**Teks yang Diberikan:**

§

Tidak cukup membahas pembaca dan buku, Rumah Kertas turut mengingatkan jika segala hal yang berlebihan tentu tidak baik, yang dalam novel ini yakni kecintaan terhadap buku. Lewat karakter Brauer yang cinta setengah mati kepada buku membuatnya sulit mengendalikan dirinya hingga perlahan-lahan menjadi sebuah obsesi. Makin menohok manakala tokoh tersebut menghancurleburkan koleksi-koleksinya, sungguh-sungguh mengubah nasib buku-buku yang dimilikinya.


Saya kagum dengan Brauer yang mengabdikan diri kepada buku, sangat mencintai buku. Sungguh! Bahkan dia memiliki kreativitas yang berbeda ketika memperlakukan koleksinya. Namun, hal terakhir tersebut menjadi ironi, menjadi tragedi. Dan itu menggelisahkan.


Terjemahan novel tipis ini baik sehingga pembaca tidak akan kesulitan dan bisa menamatkan dalam sekali duduk. Buku yang patut dibaca oleh siapa pun, tidak sekadar pencinta buku. 


Tertarik baca? Sudah baca?


•••


Kutipannya:

Buku mengubah takdir hidup orang-orang. (Hal. 1)


Tak ada yang eksis di luar representasinya. Tiap orang berhak memilih representasi yang mereka suka. (Hal. 3)


Buku-buku merangsek ke sekujur rumah, diam-diam, tanpa rasa bersalah. Tak ada cara buat menghentikannya. (Hal. 9)

§

Data yang Dikumpulkan
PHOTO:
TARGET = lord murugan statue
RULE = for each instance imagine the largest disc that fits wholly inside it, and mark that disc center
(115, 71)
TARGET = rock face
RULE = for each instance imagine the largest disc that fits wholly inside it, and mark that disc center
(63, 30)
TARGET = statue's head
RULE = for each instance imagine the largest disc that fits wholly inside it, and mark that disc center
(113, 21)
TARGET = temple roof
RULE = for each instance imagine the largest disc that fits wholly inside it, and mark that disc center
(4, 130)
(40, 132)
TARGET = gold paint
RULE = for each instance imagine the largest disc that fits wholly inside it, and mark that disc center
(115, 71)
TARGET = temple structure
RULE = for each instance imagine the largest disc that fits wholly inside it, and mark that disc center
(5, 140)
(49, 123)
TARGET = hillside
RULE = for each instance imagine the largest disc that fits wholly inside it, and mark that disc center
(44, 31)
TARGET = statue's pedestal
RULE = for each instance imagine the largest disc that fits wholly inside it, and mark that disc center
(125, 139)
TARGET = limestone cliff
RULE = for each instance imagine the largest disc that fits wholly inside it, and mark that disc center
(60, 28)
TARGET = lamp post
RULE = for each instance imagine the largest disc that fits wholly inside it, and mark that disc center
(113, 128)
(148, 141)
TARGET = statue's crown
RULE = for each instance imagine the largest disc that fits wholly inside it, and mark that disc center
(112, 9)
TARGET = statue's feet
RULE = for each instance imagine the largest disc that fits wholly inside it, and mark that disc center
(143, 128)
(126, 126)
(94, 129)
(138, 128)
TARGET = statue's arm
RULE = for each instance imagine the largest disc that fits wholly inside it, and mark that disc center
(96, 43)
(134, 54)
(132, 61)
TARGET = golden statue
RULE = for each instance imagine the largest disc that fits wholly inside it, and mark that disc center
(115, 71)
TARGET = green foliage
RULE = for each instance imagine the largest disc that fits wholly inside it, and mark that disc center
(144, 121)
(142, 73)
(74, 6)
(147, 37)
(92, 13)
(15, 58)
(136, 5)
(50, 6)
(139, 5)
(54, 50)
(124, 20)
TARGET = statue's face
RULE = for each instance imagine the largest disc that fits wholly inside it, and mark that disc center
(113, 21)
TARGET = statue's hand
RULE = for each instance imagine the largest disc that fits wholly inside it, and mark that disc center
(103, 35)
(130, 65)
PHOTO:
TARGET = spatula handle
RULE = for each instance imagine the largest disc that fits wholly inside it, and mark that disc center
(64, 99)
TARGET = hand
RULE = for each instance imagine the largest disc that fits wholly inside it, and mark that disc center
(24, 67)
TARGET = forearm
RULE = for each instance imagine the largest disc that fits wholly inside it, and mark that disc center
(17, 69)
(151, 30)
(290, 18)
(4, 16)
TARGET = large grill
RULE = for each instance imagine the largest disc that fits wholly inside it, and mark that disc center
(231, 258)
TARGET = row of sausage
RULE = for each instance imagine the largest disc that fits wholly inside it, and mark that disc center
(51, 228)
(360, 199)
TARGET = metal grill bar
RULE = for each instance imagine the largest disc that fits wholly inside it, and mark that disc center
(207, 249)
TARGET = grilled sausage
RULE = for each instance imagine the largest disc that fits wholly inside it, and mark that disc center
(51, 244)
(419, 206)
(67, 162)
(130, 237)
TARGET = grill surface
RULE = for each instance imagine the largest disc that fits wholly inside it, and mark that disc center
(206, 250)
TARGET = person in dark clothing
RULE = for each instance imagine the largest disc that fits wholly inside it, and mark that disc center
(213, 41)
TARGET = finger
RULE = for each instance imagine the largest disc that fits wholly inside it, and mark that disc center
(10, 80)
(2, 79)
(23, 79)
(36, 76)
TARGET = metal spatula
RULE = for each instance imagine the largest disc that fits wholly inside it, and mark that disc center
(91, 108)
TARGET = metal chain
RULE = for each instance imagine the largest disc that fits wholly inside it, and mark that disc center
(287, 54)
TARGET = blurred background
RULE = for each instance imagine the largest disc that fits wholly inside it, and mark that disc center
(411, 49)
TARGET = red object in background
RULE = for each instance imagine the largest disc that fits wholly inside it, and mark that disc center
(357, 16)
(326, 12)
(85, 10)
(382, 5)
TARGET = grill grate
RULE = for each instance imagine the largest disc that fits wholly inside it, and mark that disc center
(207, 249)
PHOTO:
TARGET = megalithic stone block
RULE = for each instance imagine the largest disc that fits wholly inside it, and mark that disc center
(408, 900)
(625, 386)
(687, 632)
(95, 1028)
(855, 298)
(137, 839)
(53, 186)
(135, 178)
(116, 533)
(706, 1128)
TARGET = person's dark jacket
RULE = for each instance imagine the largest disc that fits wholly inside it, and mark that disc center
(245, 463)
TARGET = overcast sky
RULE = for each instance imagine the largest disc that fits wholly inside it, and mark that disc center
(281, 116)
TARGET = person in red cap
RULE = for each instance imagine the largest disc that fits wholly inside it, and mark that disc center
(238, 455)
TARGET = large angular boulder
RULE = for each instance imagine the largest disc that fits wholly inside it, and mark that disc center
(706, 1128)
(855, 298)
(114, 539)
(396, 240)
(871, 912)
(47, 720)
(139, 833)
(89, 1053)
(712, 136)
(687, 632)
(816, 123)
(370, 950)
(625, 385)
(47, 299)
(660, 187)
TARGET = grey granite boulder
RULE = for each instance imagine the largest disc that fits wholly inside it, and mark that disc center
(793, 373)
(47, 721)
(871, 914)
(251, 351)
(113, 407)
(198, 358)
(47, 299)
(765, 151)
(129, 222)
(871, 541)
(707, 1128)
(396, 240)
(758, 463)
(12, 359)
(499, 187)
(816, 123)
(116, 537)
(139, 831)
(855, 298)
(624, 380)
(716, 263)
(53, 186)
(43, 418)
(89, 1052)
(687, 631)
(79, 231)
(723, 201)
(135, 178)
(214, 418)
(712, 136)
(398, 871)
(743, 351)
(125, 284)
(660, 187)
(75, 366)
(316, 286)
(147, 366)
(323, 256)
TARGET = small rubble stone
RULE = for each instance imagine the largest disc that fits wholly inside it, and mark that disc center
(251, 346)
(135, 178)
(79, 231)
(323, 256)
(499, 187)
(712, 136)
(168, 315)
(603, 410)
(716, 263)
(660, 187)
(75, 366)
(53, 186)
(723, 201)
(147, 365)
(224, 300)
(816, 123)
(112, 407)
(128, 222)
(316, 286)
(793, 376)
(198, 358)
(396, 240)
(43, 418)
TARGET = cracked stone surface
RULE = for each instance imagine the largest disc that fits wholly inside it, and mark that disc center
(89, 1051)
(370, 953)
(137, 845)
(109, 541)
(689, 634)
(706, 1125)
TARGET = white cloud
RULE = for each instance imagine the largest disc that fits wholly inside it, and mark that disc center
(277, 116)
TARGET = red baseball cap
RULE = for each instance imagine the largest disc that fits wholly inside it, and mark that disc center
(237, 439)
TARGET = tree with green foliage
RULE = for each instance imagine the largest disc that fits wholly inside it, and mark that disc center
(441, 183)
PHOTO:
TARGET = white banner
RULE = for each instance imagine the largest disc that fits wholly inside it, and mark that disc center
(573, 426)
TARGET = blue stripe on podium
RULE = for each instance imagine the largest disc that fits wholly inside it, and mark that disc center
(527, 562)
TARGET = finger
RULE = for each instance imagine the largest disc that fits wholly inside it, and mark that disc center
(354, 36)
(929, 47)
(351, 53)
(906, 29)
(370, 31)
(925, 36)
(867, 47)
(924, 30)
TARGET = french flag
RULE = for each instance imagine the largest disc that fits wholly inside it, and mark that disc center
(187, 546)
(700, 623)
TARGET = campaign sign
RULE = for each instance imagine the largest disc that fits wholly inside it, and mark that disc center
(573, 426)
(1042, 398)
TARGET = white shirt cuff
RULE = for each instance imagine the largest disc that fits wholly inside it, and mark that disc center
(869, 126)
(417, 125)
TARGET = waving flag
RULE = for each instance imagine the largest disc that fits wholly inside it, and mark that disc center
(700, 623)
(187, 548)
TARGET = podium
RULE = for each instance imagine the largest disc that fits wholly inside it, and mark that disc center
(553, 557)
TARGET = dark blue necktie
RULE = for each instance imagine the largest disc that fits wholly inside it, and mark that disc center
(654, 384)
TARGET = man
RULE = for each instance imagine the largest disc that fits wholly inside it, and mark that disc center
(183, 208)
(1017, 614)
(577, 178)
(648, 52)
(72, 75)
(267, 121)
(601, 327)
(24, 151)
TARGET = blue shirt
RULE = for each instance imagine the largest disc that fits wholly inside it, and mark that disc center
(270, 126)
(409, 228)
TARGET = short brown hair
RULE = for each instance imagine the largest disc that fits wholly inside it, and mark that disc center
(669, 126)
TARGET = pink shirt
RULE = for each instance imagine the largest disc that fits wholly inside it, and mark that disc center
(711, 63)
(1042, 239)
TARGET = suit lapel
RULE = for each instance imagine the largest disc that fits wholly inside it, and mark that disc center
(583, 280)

§

Salin dengan tepat seluruh bagian teks tentang novel Rumah Kertas, mulai dari "Terjemahan novel tipis" terus ke bawah hingga "sekadar pencinta buku.". Catatan di atas tidak dipakai sama sekali dalam tugas ini.

Terjemahan novel tipis ini baik sehingga pembaca tidak akan kesulitan dan bisa menamatkan dalam sekali duduk. Buku yang patut dibaca oleh siapa pun, tidak sekadar pencinta buku.